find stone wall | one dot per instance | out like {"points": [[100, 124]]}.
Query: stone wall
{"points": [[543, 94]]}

◇ ◇ ◇ ◇ ◇

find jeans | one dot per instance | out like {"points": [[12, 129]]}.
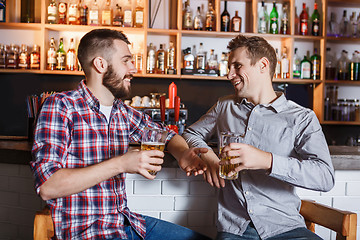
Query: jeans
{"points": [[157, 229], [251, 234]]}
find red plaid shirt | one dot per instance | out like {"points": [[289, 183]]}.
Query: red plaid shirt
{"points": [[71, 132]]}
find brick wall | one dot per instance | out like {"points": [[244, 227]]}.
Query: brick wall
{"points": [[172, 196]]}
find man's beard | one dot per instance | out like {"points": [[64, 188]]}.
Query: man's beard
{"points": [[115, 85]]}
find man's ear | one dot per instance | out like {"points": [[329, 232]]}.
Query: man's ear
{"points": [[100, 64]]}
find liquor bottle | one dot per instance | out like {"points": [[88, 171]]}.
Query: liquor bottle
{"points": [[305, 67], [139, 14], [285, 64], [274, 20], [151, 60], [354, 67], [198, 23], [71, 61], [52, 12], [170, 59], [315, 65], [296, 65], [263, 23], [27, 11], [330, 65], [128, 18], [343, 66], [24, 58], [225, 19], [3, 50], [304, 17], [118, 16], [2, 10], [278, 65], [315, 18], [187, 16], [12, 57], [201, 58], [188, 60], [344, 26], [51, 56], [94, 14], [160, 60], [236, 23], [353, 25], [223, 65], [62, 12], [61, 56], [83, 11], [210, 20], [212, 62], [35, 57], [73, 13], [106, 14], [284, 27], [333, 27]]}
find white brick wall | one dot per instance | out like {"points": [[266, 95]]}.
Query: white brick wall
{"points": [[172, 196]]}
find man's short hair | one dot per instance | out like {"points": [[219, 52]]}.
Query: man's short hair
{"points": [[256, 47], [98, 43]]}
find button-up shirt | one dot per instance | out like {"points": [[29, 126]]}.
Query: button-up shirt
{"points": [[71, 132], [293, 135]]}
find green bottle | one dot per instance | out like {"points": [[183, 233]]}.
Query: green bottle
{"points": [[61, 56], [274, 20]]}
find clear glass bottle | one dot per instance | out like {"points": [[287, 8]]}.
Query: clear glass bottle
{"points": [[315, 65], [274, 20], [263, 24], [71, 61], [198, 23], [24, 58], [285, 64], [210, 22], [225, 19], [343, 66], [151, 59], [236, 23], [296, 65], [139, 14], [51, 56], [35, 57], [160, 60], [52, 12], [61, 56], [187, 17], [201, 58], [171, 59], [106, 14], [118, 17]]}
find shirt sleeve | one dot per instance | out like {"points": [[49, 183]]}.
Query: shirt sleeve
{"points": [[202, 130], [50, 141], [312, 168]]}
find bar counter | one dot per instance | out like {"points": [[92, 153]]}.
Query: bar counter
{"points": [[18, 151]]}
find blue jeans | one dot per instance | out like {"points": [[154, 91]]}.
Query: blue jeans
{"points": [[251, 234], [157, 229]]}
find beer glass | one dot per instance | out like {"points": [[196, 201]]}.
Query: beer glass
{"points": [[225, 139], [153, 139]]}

◇ ◇ ◇ ◇ ◇

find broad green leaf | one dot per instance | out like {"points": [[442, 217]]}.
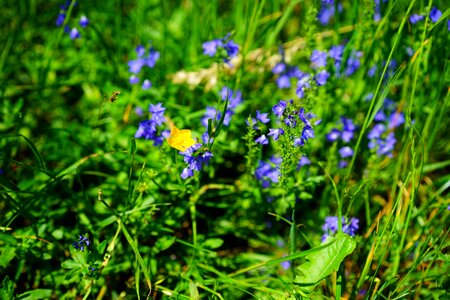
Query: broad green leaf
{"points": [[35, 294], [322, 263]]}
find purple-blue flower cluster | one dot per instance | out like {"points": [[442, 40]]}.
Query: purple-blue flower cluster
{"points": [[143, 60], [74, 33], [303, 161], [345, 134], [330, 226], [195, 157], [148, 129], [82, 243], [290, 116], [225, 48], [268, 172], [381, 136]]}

◇ ◇ ◇ ◇ ◇

**WRITTEN INSTRUCTION**
Identify every line above that contains the string "broad", and copy each such line. Case counts.

**FINISHED ANSWER**
find broad green leaf | one dot per instance | out like {"points": [[442, 217]]}.
Query: broad green leaf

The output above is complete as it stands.